Point localization data
----
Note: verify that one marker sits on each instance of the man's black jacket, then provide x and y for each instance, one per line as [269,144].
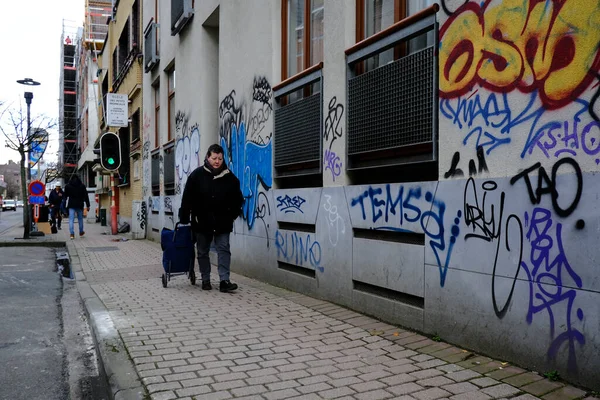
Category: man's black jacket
[76,195]
[214,201]
[55,198]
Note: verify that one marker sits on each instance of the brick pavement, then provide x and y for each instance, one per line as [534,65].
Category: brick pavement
[263,342]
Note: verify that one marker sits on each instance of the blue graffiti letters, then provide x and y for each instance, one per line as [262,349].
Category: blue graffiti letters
[548,286]
[251,163]
[298,248]
[400,208]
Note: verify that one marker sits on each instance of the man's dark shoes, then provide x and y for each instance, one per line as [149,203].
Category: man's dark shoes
[227,286]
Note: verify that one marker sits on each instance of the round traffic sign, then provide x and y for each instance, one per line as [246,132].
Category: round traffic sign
[37,188]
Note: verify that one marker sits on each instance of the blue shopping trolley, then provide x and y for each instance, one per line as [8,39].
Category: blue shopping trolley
[178,253]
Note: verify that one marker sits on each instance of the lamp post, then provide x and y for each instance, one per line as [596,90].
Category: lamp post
[28,97]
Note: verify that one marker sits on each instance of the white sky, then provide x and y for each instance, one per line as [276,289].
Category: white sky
[30,44]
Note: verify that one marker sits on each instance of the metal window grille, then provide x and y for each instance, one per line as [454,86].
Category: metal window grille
[392,110]
[392,106]
[298,129]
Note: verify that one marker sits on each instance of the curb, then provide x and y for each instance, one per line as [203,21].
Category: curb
[123,380]
[33,243]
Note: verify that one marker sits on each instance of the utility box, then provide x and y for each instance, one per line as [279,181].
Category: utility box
[103,217]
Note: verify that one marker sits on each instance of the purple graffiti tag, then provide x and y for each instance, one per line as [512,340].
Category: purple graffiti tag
[332,162]
[547,273]
[289,204]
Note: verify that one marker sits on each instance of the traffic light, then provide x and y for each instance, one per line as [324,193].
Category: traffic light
[110,151]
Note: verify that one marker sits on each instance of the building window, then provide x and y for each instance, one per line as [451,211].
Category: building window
[135,126]
[124,47]
[135,26]
[171,89]
[115,64]
[155,167]
[156,113]
[169,170]
[373,16]
[302,35]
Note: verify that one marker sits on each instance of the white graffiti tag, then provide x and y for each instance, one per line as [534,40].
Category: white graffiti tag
[335,222]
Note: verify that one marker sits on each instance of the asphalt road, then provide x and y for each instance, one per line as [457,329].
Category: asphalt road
[47,351]
[8,219]
[31,347]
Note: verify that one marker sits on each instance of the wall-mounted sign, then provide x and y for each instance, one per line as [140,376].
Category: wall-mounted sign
[116,109]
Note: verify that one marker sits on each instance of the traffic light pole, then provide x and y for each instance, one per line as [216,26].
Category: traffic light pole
[113,206]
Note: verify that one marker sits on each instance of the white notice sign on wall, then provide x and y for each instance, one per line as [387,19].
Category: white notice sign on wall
[116,109]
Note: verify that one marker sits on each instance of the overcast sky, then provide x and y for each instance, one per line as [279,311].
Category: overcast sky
[30,42]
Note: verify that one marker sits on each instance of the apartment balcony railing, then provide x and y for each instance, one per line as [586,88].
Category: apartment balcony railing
[298,125]
[151,57]
[181,12]
[392,109]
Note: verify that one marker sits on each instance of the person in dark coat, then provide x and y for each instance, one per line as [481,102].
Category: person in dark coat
[55,202]
[213,197]
[75,197]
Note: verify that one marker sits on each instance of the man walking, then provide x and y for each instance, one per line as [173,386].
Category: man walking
[75,196]
[55,200]
[213,197]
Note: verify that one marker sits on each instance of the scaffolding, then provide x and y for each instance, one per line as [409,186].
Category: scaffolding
[80,46]
[68,149]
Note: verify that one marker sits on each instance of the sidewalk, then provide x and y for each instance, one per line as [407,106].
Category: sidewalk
[263,342]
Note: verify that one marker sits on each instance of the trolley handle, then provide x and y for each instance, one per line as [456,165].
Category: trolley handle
[175,231]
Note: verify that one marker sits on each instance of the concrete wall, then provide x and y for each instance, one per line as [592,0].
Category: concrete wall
[498,255]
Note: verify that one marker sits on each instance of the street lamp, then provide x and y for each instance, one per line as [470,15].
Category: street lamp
[28,98]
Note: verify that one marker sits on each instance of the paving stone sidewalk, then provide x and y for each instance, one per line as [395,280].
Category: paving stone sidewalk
[263,342]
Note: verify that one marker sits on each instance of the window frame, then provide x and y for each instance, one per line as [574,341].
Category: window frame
[400,12]
[306,39]
[156,95]
[171,98]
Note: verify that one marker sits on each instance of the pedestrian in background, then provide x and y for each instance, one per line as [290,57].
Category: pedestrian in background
[55,201]
[213,197]
[76,197]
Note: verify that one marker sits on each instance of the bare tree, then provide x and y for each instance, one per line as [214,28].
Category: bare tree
[12,186]
[13,125]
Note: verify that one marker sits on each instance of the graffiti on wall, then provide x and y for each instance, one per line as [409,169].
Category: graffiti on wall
[542,46]
[455,171]
[533,243]
[141,216]
[400,205]
[532,58]
[551,279]
[336,226]
[333,131]
[249,153]
[332,162]
[258,128]
[298,248]
[289,204]
[187,149]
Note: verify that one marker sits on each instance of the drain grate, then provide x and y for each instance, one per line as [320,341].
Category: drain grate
[107,248]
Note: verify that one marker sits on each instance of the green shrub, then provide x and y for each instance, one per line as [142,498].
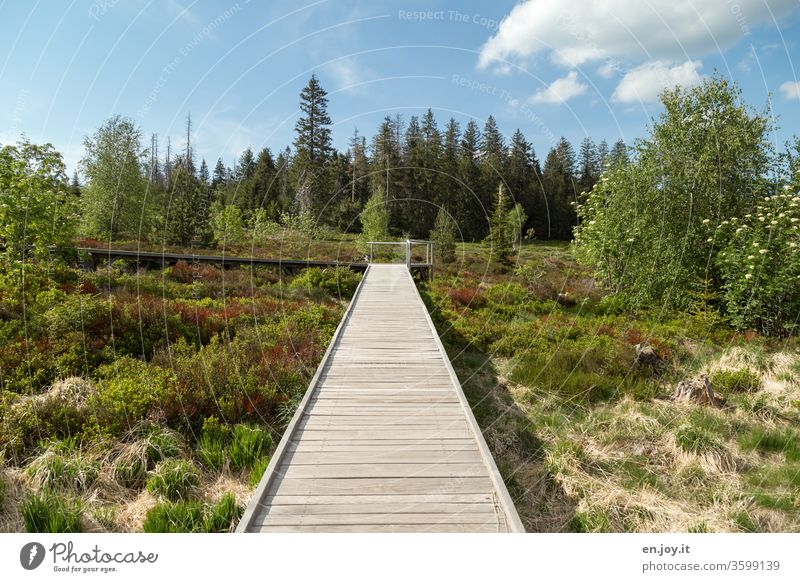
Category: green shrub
----
Lines above that contain the string "green" make up the answer.

» TASK RESPONSE
Note: verify that one marker sits on each instance of the green shrub, then provide x and y for each instance, one per line as [142,498].
Category: green shrub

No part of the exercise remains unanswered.